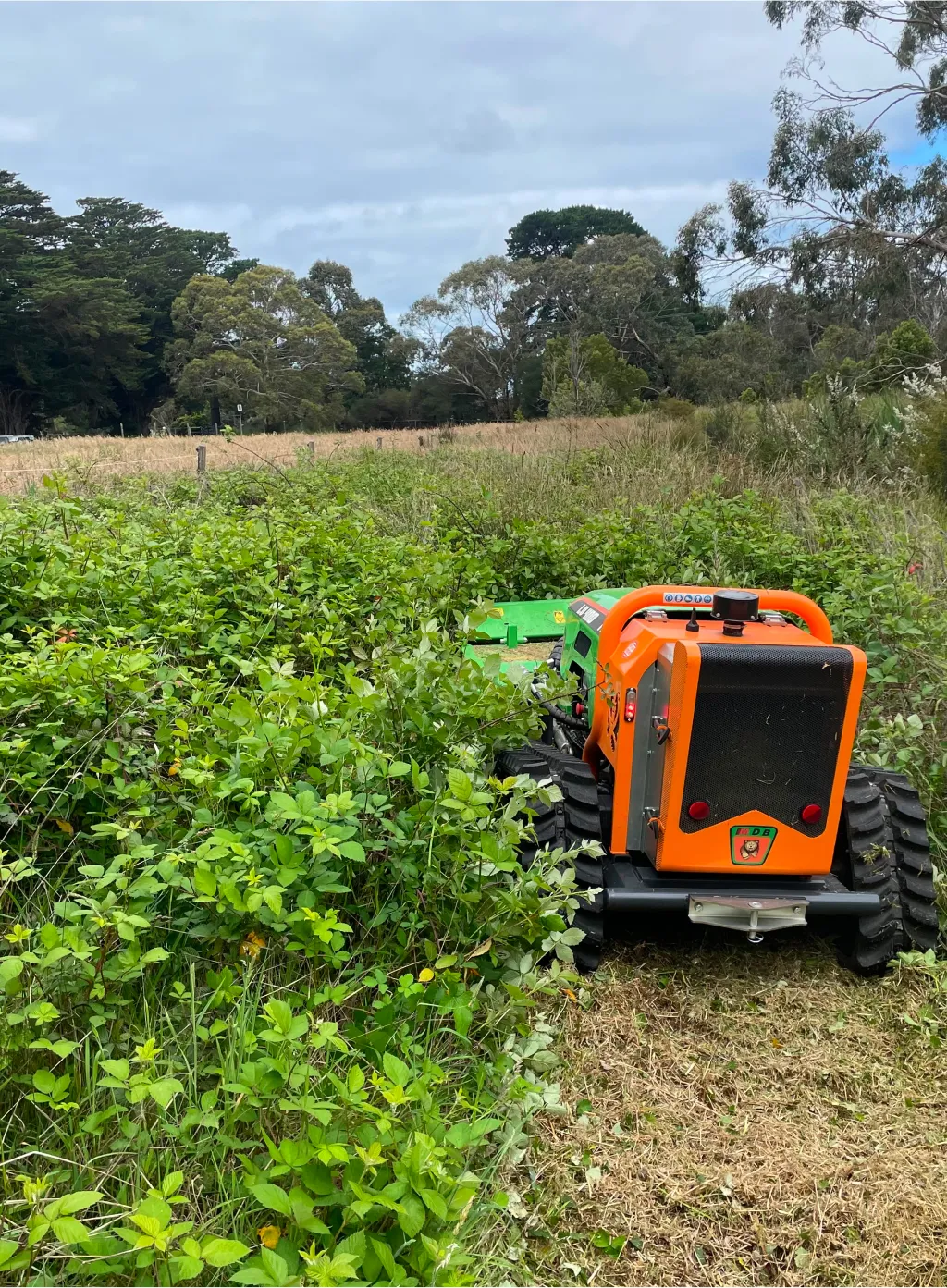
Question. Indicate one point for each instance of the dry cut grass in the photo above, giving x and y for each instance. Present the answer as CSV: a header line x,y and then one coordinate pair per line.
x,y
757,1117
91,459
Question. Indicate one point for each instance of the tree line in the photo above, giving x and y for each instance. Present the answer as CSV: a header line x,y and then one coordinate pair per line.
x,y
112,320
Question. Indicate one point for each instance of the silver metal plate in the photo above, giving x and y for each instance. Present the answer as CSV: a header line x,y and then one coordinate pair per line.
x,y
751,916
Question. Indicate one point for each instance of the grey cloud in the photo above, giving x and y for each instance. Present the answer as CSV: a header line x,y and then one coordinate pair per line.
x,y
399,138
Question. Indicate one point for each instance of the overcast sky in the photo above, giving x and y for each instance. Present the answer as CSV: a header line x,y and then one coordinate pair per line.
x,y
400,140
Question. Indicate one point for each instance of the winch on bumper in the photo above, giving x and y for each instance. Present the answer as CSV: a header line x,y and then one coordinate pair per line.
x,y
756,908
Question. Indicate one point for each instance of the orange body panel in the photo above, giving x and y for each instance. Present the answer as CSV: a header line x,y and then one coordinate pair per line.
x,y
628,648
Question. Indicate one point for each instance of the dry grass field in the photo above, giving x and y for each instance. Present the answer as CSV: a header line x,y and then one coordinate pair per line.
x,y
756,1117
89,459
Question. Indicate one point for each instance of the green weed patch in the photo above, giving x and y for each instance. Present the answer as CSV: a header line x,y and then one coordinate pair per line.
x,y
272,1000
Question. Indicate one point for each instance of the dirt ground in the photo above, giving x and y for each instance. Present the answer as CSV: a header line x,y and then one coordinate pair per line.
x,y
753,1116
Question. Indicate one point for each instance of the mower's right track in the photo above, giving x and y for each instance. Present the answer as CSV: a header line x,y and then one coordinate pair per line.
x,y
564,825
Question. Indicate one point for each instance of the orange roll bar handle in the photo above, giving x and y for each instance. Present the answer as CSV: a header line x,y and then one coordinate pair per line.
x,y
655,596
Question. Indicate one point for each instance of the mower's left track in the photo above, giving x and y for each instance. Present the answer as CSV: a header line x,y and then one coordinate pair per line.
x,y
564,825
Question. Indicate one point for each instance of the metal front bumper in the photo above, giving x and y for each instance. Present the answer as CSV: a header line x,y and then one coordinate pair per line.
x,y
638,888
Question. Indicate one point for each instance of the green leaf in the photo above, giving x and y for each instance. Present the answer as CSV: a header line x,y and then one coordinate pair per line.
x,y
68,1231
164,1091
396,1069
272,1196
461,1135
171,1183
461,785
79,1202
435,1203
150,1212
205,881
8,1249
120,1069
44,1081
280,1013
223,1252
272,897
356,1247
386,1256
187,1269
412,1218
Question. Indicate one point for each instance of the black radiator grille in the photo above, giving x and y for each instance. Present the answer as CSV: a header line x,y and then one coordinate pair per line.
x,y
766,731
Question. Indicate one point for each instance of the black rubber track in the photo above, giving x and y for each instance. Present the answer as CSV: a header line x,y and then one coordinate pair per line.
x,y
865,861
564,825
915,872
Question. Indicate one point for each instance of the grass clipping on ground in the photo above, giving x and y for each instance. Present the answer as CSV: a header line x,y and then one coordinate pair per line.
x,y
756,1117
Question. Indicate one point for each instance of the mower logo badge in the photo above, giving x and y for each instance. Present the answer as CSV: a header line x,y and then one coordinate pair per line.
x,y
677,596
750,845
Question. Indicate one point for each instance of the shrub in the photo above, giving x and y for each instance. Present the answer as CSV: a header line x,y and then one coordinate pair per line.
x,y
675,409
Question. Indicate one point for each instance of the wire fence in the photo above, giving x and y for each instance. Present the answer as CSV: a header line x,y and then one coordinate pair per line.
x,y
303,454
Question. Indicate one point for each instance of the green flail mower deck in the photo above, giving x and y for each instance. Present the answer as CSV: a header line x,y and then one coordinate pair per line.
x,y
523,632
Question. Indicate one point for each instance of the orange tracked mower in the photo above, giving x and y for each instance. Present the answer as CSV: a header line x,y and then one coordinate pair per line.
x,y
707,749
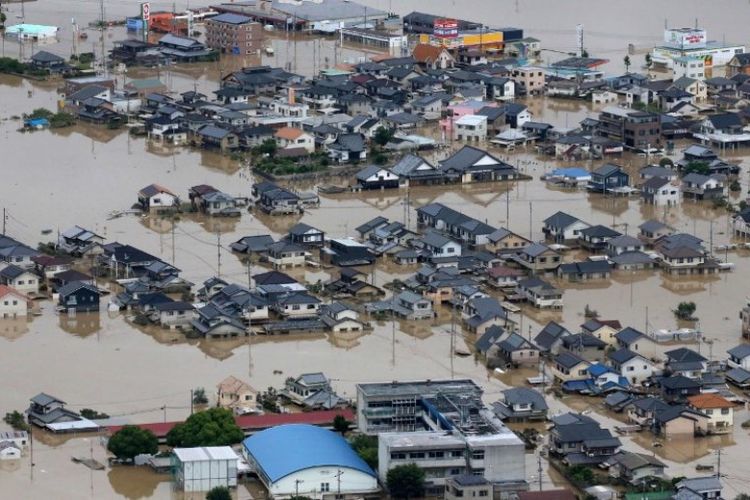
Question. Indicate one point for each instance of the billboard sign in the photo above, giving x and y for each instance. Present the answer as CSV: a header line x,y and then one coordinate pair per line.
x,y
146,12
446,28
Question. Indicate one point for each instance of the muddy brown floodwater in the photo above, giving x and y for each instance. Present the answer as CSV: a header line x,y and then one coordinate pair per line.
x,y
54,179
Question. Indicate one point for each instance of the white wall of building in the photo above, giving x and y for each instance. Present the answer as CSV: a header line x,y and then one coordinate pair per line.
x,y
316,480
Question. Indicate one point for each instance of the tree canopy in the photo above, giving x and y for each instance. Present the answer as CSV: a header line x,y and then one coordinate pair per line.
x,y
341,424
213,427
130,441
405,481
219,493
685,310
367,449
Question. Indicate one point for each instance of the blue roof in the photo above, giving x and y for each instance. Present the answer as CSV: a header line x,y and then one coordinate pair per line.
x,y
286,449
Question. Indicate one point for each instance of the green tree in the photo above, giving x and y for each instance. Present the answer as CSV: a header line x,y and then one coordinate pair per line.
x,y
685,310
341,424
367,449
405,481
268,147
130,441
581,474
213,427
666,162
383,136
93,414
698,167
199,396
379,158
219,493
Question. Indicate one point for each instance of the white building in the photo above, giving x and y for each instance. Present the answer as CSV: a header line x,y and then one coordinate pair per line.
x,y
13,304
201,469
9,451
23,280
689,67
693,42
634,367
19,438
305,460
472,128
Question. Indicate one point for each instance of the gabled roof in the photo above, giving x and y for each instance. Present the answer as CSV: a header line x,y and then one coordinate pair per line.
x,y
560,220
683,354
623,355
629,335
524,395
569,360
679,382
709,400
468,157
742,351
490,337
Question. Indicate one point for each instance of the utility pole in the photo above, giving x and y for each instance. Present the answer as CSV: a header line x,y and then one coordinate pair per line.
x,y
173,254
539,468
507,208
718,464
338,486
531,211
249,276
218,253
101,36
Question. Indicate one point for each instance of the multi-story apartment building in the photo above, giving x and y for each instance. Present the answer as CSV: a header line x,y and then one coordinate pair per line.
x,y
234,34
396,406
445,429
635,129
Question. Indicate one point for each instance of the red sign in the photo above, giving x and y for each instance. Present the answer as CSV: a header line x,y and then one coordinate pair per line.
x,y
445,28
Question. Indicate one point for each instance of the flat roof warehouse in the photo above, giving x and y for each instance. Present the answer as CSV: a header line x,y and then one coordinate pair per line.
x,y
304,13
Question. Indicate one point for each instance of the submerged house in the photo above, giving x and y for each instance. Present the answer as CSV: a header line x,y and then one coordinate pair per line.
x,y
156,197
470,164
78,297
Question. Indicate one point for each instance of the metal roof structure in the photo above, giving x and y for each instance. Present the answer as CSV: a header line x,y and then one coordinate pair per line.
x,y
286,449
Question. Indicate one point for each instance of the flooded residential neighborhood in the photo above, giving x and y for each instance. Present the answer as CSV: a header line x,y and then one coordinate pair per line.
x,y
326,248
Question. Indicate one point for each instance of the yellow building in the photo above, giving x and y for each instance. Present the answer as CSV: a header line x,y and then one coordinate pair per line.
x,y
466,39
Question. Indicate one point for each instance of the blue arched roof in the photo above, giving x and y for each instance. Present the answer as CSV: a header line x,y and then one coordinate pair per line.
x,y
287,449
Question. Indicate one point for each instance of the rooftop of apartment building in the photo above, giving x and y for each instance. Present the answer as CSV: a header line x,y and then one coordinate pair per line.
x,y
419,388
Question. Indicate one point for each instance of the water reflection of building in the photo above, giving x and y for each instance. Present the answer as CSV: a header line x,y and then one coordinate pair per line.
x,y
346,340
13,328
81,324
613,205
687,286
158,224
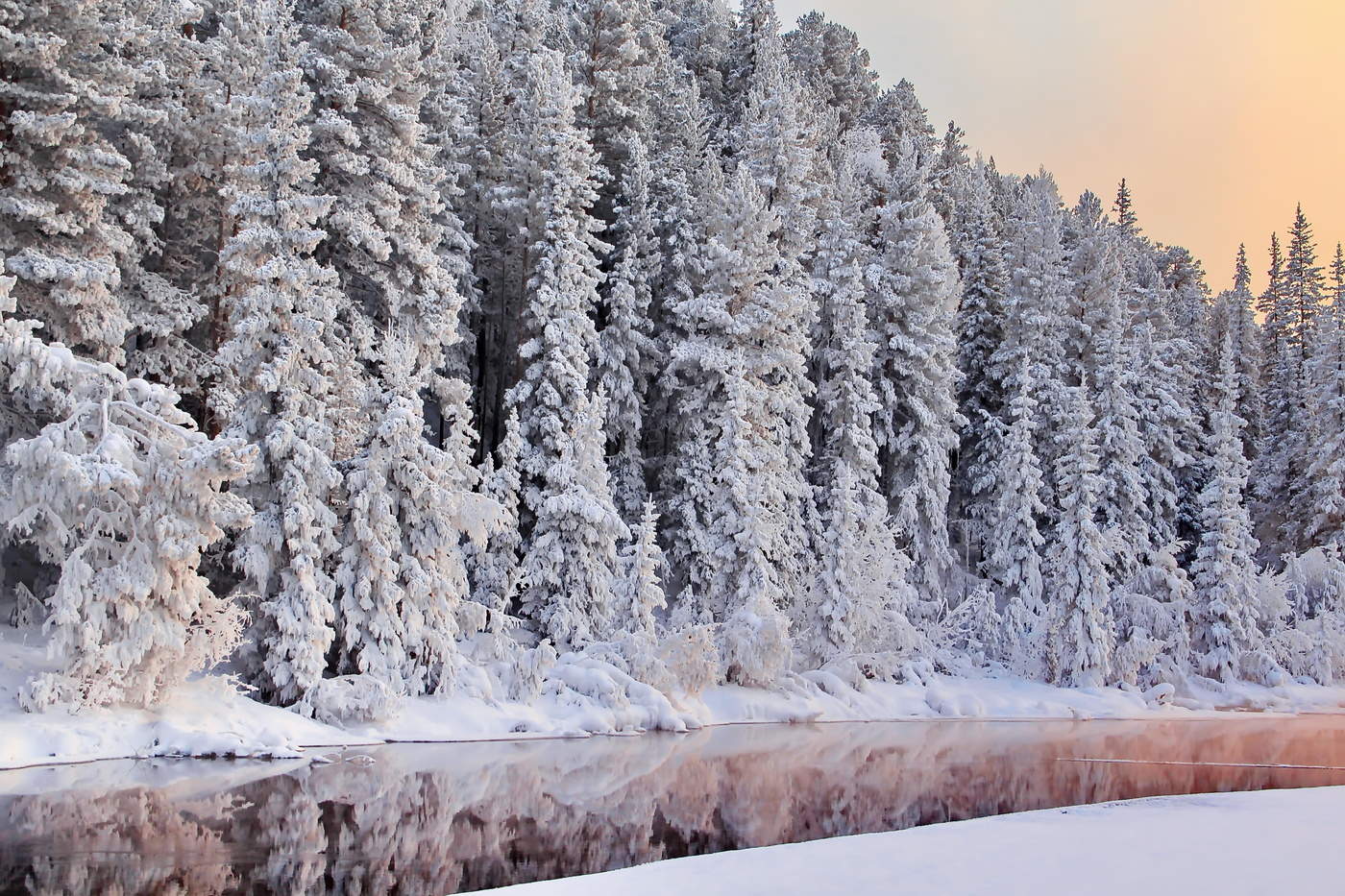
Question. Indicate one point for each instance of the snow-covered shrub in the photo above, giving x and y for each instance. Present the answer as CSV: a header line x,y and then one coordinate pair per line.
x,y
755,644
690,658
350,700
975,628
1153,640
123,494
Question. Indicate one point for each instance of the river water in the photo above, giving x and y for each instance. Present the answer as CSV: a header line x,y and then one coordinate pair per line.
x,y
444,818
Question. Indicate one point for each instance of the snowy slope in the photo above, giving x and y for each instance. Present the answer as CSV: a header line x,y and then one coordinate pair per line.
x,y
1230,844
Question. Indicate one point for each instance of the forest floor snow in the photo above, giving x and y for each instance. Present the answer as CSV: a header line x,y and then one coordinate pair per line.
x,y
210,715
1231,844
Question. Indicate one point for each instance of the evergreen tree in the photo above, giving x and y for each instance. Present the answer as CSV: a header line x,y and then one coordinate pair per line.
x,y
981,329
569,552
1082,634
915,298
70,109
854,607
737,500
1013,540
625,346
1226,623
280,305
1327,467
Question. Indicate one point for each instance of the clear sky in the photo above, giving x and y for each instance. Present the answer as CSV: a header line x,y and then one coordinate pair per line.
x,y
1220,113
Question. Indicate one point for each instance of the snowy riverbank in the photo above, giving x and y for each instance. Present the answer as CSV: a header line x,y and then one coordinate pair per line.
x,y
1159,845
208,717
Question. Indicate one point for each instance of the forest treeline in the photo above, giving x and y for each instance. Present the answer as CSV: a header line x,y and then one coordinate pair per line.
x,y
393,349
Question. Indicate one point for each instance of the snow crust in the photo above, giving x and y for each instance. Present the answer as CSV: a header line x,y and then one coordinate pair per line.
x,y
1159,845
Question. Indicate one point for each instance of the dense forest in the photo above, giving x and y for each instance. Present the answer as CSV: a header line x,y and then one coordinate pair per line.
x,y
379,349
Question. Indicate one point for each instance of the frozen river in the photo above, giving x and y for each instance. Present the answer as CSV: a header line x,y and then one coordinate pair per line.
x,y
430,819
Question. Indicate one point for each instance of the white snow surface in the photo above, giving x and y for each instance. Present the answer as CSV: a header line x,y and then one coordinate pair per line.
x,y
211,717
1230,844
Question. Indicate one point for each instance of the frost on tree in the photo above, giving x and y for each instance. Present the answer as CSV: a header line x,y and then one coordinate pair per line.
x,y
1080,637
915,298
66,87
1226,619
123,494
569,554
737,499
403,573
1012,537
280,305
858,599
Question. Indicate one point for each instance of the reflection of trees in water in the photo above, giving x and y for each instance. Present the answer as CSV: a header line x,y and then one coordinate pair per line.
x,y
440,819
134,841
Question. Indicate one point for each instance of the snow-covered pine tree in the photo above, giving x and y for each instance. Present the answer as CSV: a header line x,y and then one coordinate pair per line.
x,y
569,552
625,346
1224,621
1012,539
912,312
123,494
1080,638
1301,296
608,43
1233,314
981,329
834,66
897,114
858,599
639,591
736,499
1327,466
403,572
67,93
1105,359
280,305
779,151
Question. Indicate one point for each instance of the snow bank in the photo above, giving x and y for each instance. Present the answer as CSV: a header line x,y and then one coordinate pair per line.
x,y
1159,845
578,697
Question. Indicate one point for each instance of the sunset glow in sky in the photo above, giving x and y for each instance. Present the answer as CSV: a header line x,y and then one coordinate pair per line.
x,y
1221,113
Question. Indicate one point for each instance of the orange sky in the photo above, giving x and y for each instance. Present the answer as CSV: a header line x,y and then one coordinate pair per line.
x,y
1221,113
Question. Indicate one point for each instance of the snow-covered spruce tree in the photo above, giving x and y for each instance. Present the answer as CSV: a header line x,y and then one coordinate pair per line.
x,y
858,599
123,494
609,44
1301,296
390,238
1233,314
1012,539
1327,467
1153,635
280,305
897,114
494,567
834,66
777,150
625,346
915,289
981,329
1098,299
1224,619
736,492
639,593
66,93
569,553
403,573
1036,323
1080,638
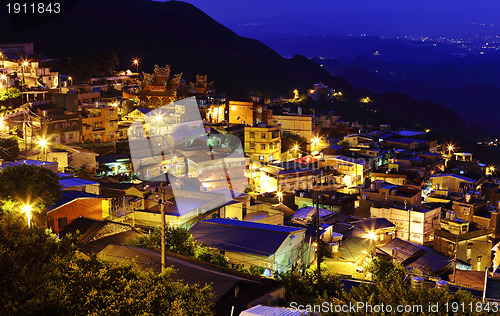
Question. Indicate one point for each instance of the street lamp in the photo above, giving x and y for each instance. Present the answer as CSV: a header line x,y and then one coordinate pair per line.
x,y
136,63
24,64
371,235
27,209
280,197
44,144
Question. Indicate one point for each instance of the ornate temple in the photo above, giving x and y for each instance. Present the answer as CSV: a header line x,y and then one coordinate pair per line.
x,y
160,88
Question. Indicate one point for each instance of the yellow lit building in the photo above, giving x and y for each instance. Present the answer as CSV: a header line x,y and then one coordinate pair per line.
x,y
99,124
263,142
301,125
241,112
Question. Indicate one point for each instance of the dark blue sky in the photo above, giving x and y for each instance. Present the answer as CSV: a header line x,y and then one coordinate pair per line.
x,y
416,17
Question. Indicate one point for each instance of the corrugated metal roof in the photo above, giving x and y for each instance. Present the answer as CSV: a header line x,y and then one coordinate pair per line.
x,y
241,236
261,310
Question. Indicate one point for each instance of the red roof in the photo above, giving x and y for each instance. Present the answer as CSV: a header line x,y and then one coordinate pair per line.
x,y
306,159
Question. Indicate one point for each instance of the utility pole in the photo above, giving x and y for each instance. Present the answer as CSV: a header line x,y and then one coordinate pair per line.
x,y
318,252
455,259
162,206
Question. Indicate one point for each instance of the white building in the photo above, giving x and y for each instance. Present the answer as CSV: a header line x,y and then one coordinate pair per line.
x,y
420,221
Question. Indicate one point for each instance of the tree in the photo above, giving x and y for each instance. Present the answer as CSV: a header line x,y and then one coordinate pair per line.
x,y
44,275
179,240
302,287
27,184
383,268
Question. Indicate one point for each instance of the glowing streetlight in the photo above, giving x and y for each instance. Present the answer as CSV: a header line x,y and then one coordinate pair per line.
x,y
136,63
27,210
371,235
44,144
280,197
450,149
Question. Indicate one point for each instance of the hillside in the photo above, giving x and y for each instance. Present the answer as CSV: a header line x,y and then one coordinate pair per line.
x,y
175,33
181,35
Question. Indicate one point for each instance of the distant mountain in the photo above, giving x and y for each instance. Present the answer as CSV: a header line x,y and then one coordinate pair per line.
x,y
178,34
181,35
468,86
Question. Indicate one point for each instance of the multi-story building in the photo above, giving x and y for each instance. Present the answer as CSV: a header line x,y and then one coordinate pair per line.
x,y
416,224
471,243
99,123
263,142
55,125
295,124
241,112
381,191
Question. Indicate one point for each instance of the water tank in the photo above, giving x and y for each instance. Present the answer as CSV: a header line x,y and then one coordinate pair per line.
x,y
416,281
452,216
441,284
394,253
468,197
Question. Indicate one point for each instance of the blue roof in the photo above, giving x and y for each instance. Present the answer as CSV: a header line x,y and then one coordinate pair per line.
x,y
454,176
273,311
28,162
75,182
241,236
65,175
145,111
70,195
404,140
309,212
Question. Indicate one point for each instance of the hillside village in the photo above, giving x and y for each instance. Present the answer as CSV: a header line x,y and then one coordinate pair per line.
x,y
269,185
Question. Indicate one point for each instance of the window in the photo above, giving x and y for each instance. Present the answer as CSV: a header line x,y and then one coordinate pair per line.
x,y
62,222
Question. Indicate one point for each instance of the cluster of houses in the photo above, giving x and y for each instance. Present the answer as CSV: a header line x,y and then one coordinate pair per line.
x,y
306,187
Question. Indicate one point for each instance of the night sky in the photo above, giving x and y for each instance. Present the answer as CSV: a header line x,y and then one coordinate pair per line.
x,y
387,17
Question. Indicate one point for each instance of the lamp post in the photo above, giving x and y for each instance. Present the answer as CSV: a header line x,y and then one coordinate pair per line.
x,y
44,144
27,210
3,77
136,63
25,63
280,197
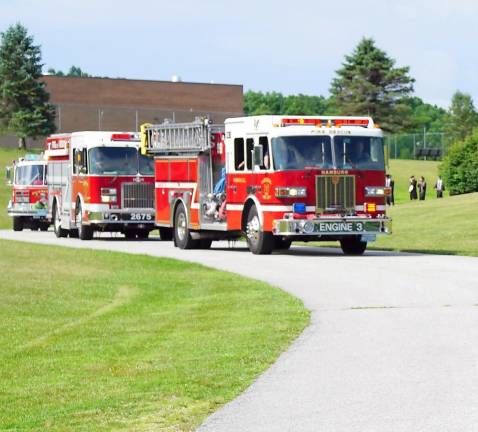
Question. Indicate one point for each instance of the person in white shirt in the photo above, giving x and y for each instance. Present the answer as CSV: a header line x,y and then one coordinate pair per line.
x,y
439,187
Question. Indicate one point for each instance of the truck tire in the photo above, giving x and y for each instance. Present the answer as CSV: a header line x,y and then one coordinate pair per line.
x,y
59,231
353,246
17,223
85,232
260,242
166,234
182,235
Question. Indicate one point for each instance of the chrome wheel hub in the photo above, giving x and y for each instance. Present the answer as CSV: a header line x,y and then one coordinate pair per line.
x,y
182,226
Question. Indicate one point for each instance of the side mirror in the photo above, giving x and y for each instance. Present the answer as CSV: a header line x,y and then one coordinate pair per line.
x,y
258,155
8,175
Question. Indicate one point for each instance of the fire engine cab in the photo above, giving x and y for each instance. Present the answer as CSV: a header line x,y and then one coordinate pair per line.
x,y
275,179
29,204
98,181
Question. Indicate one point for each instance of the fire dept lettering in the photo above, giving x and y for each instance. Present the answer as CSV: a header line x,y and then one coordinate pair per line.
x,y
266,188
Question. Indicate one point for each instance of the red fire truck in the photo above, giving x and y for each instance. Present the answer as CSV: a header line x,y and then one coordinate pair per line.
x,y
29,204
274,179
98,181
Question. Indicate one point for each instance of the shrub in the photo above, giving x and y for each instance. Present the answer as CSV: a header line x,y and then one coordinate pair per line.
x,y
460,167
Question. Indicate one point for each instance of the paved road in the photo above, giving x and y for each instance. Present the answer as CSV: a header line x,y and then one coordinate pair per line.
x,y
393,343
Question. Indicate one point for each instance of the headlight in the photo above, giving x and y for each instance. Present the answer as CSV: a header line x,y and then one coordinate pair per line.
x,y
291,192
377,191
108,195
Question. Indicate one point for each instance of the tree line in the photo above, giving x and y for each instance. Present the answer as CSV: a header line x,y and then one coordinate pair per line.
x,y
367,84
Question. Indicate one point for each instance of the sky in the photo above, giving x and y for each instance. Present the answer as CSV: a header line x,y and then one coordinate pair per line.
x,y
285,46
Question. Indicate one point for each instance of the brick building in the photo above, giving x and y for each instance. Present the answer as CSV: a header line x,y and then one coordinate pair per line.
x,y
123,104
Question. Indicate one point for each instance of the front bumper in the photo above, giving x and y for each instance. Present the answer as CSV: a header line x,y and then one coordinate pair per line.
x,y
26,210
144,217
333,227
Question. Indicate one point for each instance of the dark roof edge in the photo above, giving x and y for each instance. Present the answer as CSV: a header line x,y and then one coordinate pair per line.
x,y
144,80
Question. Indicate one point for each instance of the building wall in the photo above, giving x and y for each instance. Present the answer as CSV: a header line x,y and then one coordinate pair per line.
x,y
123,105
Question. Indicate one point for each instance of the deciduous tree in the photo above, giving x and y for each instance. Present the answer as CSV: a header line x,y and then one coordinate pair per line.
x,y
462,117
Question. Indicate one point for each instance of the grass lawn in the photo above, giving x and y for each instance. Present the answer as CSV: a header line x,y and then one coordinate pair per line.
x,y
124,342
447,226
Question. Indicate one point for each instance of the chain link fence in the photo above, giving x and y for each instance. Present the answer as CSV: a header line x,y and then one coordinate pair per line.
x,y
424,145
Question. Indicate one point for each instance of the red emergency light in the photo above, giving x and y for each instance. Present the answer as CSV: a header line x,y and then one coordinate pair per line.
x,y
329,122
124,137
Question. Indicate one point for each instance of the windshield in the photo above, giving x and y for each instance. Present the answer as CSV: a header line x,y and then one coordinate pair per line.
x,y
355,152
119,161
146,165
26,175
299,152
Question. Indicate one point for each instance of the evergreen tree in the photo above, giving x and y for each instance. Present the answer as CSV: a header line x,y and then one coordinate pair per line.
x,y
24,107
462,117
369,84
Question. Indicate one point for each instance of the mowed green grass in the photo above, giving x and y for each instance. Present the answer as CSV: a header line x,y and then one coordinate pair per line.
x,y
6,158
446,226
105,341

..............................

**Challenge:**
Repeat word for word each line from the one with "Question. Indicate one point for each instance of the building" to the end of the records above, inclusive.

**Answer to this exercise:**
Question. Indicate one point for each instance of the building wall in the photo above, giving x and y for each instance. Present the answer as CSV: a header line x,y and then one coordinate pair per line.
x,y
123,105
Question. Indicate one point for each instance of the deciduous tree in the photo above, giving x and y for each instance. Present the answer as CSV: a header line x,y and then one coordinate pair per line.
x,y
462,117
Question. Indicate one point for each instance of the grass lawn in the photo above, giving x and y for each instance. Present the answer as CSV: a header line x,y and then one coordinate pair per line.
x,y
124,342
447,226
Question. Indicate one point for each instance of the chain link fence in the photo above, giving x and y for each instance. Present the answer as CSV: a header line x,y and then one coordinate pair per line.
x,y
424,145
Question. Indicate one point for each instance of the red emergency light in the photo above, giving x and y for each instance. Present the answer as CSV: a header line x,y and then one coordinate pair per line.
x,y
329,122
124,137
Question. Indicate one point for each instance of the windshield in the photo above, giving x and y for each instance. Present the answer as CSV: a header line x,y and then one coordinate pair per line.
x,y
355,152
119,161
146,165
26,175
299,152
Question. Indicate one point for each instance of the evergreen tree in the photo above, giving x and y for each instance. Present the answer as CSV: a header line x,y and then one coordinate pair per line.
x,y
24,107
462,117
369,84
Question. Indicate one point for each instance of the mowed green grass in the photo above, giving x and y for each instance. Present the answer as CSV: a header line x,y and then one coordinate pair per line.
x,y
6,158
446,226
105,341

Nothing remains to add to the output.